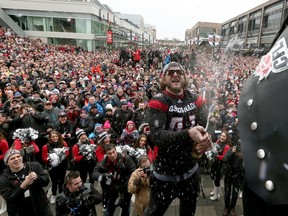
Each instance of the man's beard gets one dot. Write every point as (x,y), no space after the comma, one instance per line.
(175,90)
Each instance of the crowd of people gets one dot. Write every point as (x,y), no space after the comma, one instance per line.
(100,113)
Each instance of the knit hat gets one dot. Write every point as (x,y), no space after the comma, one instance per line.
(98,127)
(172,66)
(109,107)
(79,132)
(102,136)
(9,153)
(123,102)
(107,125)
(130,122)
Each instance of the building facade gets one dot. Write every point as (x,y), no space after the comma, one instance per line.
(200,32)
(254,29)
(81,23)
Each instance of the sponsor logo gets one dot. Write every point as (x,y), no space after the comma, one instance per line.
(184,109)
(276,61)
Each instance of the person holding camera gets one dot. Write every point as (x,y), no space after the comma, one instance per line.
(77,198)
(24,141)
(54,155)
(113,172)
(224,142)
(21,185)
(84,155)
(139,185)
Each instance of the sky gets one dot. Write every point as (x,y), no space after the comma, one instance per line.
(173,17)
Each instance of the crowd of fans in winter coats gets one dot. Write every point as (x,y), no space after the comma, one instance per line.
(65,98)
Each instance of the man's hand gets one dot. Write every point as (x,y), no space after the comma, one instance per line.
(29,179)
(201,138)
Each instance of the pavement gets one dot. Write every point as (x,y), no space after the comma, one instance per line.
(205,206)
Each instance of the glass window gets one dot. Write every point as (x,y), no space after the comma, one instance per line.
(64,24)
(38,23)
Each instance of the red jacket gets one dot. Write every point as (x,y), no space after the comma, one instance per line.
(4,147)
(18,145)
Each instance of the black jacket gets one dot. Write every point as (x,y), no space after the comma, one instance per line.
(116,174)
(10,189)
(82,202)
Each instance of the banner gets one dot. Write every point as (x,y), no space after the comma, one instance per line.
(211,40)
(109,38)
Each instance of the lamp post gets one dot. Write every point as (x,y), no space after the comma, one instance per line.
(109,38)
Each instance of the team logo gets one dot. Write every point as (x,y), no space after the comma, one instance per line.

Given request
Please return every row above word for word, with the pictures left out.

Written response
Each instance of the man's beard gets one dot. Write every point as (x,y), no space after the comma, one instance per line.
(175,90)
Each instance of the crowd of people gets one dot. Write every point as (x,y), no space after the comma, one instance per line.
(100,113)
Each instance of the knit hat gets one dot. Write every point as (x,y), no space after the comma, one instance per line.
(98,127)
(172,66)
(109,107)
(79,132)
(102,136)
(9,153)
(123,102)
(107,125)
(130,122)
Each instance of the building facade gets one dot. Write every point as (x,y), no space after the comma, one instance per line.
(200,32)
(254,29)
(81,23)
Each instance of the sponsor logo gets one dot. Write every point as (x,y), no space after the comma, one instance per line.
(184,109)
(276,61)
Each instance of the person holding camera gets one dot. Write every point as (x,y), no space after the comma, one instance per line.
(77,198)
(24,141)
(54,155)
(113,172)
(224,142)
(21,185)
(84,155)
(139,185)
Each instance of the sky gets one dot. Write every point as (x,y), no space after the comma, one instance per line.
(173,17)
Each instance of the crowd of fans in winter coats gets one dot. Write every point as (x,y), no space after the comma, one instance per line.
(65,98)
Each instance of the man's hand gets one dot. Write every point as (x,y), no space after the comma, one instance per line.
(29,179)
(201,138)
Each instance of the pavement gets one dot. Write every point as (x,y), no space after the comma, one instance per line.
(205,206)
Each instance of the glass window gets one dot. Write every point as (x,y), no space after the comma, one instance per line.
(64,24)
(38,23)
Each instance of the red jacket gets one dot. Write every point as (x,y), no space after the comma, one instance per line.
(4,147)
(18,145)
Each instance of the black jacket gets one dot. Write every point as (x,y), no space after the comma, one instance per line.
(116,174)
(10,189)
(82,202)
Each instance of the banner gets one dot. Write every point as (x,y), no space after the comma, one instance per line.
(211,40)
(109,38)
Each instance of the lamp post gets one dot. Write every point as (x,y), no space after the comma, one instance per line.
(109,38)
Each instance of the team logo gets one dot. Write every point as (x,y), no space after the comma, one instance per line.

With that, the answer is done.